Excerpt.
** Begin **

Pinheiro stressed Monday the importance of accessing new arrivals from Syria, who could help the commission document new phases in the drawn-out conflict that has cost more than 300,000 lives.

Their testimonies could prove essential to investigators compiling confidential lists of suspected war criminals and perpetrators of crimes against humanity.

The aim would be to use the information they gather in future prosecution, including at the International Criminal Court.

The commission's appeals to refer Syria to the ICC have however stalled in the UN Security Council.

Commission member and veteran former war crimes prosecutor Carla Del Ponte voiced frustration Monday at the lack of accountability for the horrendous crimes committed in Syria.

"I think it's time that the Security Council is doing something, because it is incredible after five years (there is) no justice for the victims," she told reporters.

Investigator Vitit Muntarbhorn meanwhile said the commission was probing allegations that "incendiary weapons", including phosphorus and napalm, were used in three different locations in Syria.

In its 12th report, published earlier this month, the commission said it was investigating claims that chlorine gas, a chemical weapon, was used in Aleppo in April.

Muntarbhorn said they were also investigating another possible use of chlorine gas last month, but did not specify the location.

A separate UN investigative panel concluded last month that Syrian President Bashar al-Assad's forces had carried out at least two chemical attacks, one in 2014 and one in 2015.

It also found that Islamic State group jihadists had used mustard gas to attack the town of Marea in Aleppo province in August 2015.

** End **

Task to complete.
Can you copy word for word the part of the Syria inquiry excerpt between "A separate UN" and "in August 2015.", inclusive?

Given records.
** Begin **

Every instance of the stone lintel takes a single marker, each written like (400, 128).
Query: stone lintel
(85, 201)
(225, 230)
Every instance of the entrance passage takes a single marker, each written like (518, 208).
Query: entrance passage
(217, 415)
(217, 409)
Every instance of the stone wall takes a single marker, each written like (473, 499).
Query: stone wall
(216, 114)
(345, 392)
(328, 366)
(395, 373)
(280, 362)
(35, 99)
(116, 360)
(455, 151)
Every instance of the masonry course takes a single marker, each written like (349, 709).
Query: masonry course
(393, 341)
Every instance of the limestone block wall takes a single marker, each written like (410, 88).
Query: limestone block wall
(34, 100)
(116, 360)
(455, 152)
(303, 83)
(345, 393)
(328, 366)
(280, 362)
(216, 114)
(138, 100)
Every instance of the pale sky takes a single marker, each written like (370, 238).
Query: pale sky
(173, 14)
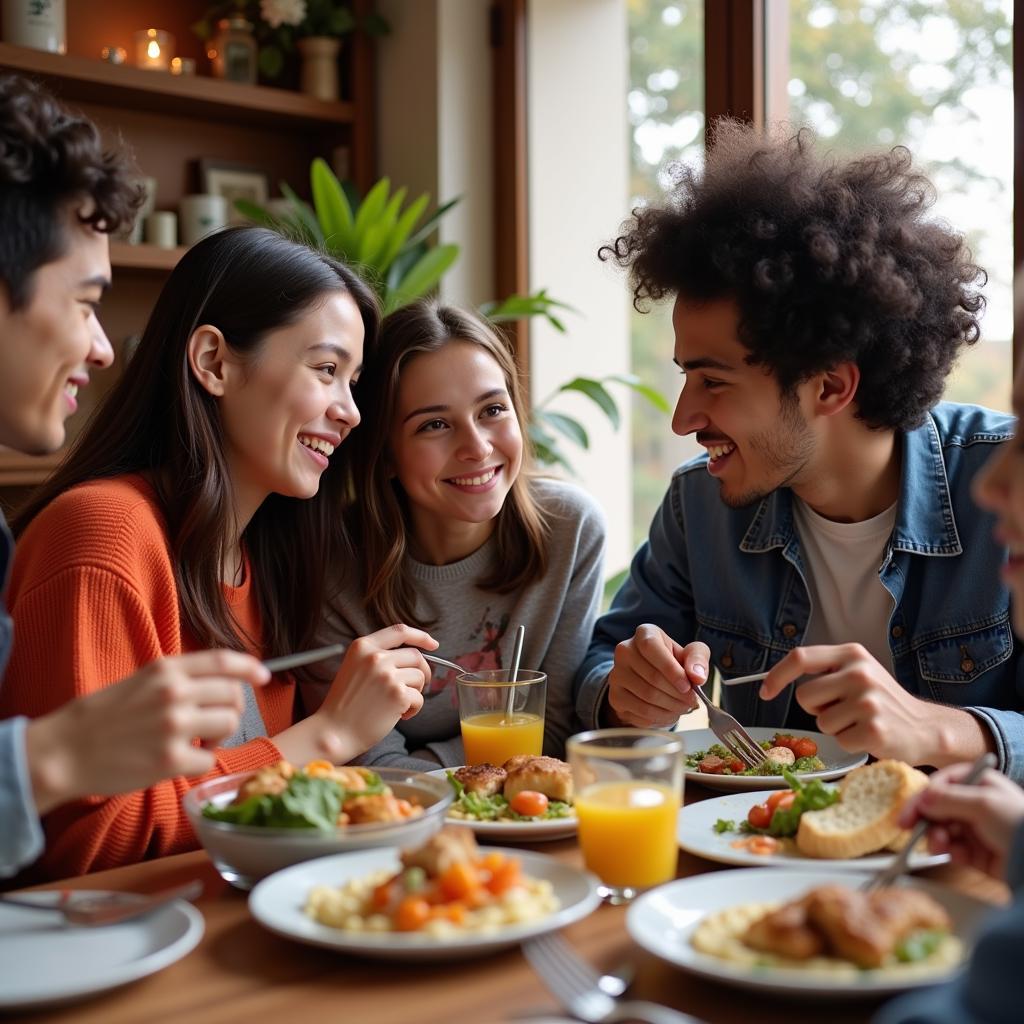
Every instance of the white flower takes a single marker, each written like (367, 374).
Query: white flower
(279, 12)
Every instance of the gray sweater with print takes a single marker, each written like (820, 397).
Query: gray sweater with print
(475, 628)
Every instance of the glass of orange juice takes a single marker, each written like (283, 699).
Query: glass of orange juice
(629, 782)
(500, 718)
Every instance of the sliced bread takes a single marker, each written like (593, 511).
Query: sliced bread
(864, 818)
(918, 782)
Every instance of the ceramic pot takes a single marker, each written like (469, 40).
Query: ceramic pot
(320, 66)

** End **

Answer to this task.
A separate UN investigative panel concluded last month that Syrian President Bashar al-Assad's forces had carried out at least two chemical attacks, one in 2014 and one in 2015.

It also found that Islamic State group jihadists had used mustard gas to attack the town of Marea in Aleppo province in August 2015.